▸ **ИСХОДНЫЙ ТЕКСТ**:
Разрешение указанного противоречия между наукою и искусством Н. Ф. Федоров считает делом чрезвычайной важности. «Коперниканское мировоззрение, – читаем мы во втором томе „Философии Общего Дела“, – имеет то общее с мировоззрением христианским, что оба они признаются высшими истинами, но, несмотря на такое признание, ни то ни другое в жизнь не проникли». Нравственное состояние мира остается до сих пор значительно ниже того уровня, на который хотела бы его поставить христианская мысль. «Точно так же до сих пор в жизни продолжают руководствоваться птоломеевским мировоззрением до того, что сами астрономы принуждены говорить о восхождении солнца, луны и звезд. Можно думать, что нравственное устройство мира станет христианским лишь тогда, когда не мысль только, не одно мировоззрение, но и само искусство, то есть дело, станет коперниканским».
В настоящее время птоломеевское искусство бессознательно, может быть, для самого себя, занимается воссозданием всего исчезающего. Человек умер, он лежит горизонтально в земле. Искусство ставит его вертикально в своем памятнике. Храмы – эти вместилища всех искусств – являются подобиями кажущегося мироздания, с его землею и небом, в их птоломеевских разграничениях, с проблесками будущих космических воскресений, представленных символически. Земля тут открывает свои могилы, а в иератическом небе воскресают отцы. Не только во фресках на стенах, в рельефах и статуях, в парадных гробницах и капеллах, но и в самой церковной службе, в возглашениях текстов из поэтических книг, наконец, в фимиаме и музыке песнопения восстанавливается отлетевшее священное прошлое. И все-таки это только символ, только храмовая репетиция, храмовая литургия, готовящая, по мысли Федорова, пути подлинного воскрешения. Перенесите искусство из мира призрачных подобий в коперниковское лицезрение космоса, в созерцание нетленного великолепия действительно реального мира, и мы получим иной вид творчества, иные расширенные храмы с перестроенными по иному мирами. И такое искусство будет находиться уже в гармонии с внехрамовыми литургиями, которые составляют истинный труд человечества на всех его исторических путях. В птоломеевской системе присутствует вечный страх падения тел, наивное стремление к опорам, к величественным кариатидам и атлантам, несущим бремя мира. Непобедимый ужас перед срывом вниз отличает младенческую мысль и живет в ее искусстве. У Коперника нет никаких падений, ему не нужны никакие подпорки. Все тела поддерживают друг друга взаимным притяжением в системе всеобщего динамического равновесия. Детская мысль боится падения. В ее представлении падать можно только вниз. Но именно низа и верха нет у Коперника, так что и падать-то некуда. Есть только движение и покой, гарантированный равновесием.

▸ **ИСХОДНЫЕ ДАННЫЕ**:
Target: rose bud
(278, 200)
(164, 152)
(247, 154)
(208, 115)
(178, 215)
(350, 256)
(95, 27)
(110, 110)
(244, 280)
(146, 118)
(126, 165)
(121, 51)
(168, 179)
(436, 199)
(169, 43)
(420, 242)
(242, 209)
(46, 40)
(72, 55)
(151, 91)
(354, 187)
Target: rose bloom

▸ **ЗАДАНИЕ**: Перечислите все небесные тела, о восхождении которых, согласно исходному тексту, принуждены говорить сами астрономы.

▸ **РЕШЕНИЕ**: Солнце, луна, звезды.